**Short task:** Return each of the rows below word for word, keeping every line in its original order.

+ + +

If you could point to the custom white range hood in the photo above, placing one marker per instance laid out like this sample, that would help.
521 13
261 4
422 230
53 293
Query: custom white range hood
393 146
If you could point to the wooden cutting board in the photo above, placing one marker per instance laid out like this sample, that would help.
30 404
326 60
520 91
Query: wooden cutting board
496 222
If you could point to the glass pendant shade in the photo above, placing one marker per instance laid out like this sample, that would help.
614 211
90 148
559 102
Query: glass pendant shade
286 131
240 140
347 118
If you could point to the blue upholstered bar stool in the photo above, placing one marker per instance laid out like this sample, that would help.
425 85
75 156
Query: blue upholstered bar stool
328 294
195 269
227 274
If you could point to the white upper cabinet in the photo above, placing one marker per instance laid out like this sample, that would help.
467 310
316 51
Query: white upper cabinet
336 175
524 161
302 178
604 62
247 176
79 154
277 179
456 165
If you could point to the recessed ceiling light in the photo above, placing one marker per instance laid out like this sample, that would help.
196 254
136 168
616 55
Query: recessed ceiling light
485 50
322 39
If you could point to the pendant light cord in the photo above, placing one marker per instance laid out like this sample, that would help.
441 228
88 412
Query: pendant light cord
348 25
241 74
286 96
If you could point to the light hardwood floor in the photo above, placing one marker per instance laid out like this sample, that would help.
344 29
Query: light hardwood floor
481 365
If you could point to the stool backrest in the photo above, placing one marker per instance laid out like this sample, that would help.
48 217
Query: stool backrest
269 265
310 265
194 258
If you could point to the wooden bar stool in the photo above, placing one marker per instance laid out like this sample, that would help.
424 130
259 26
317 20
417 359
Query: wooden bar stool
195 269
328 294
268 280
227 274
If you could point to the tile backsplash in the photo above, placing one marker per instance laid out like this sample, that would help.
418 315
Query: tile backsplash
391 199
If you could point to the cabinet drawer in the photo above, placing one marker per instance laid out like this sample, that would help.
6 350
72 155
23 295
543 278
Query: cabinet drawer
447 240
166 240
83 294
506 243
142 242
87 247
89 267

+ + +

**The reply:**
If you could point to the custom white range hood in the photo above, placing one marker per instance laid out like this sample, that would help.
521 13
261 4
422 230
53 293
Query: custom white range hood
393 146
If you could point to the wooden cutting board in the photo above, placing one marker per instance laid out like this sample, that would help.
30 404
326 60
520 91
Query: wooden cutting board
496 222
If you could point to the glass pendant shade in the photo above, placing one marker per instance laid out like this sample, that would help.
614 211
90 148
559 102
Query: glass pendant shade
286 131
240 140
347 118
If you could point to the blue upholstered bar stool in the photo above, placing one marker per instance laid out like this sample, that would help.
425 85
75 156
Query: blue upholstered bar stool
328 294
195 269
227 274
If you could point to the white upper cabinet in the photo above, placing one marker per instance laid out like this sample, that would help.
467 310
316 51
Query: white upper cabinet
336 175
524 161
302 178
604 62
247 176
79 154
277 179
456 165
If you could point to the recessed ceiling light in the photo above, placing one marker per instance laid out like this sample, that would help.
196 254
136 168
616 55
Query: recessed ceiling light
485 50
322 39
If you could point to the pendant light cord in the photo above, placing one marker per instance laid out like this sample, that would help.
441 228
88 412
Query: pendant light cord
348 25
241 74
286 96
If you could point to the light hardwood floor in the photo above, placing one marker per instance laid out like this sample, that would help.
344 29
Query: light hardwood floor
481 365
If you could point to the stool backrest in the photo above, placing one marker per instance laid out like this sample, that would help.
48 217
Query: stool backrest
269 265
310 265
194 258
If you could point to the wooden bar stool in the photo above, placing one marker per instance laid out like this sample, that would help.
424 130
259 26
317 20
417 359
Query: wooden bar stool
195 269
328 294
268 280
227 274
If you could point to the tile backsplash in the photo above, placing one marker per instance laid out like this sample, that would help.
418 315
Query: tile backsplash
391 199
If you could point to the cabinet drawer in the photo above, placing one marker per instance laid out like this sample, that would help.
6 350
72 155
23 295
543 278
Query: cabinet drawer
447 240
166 240
83 294
506 243
142 242
87 247
89 267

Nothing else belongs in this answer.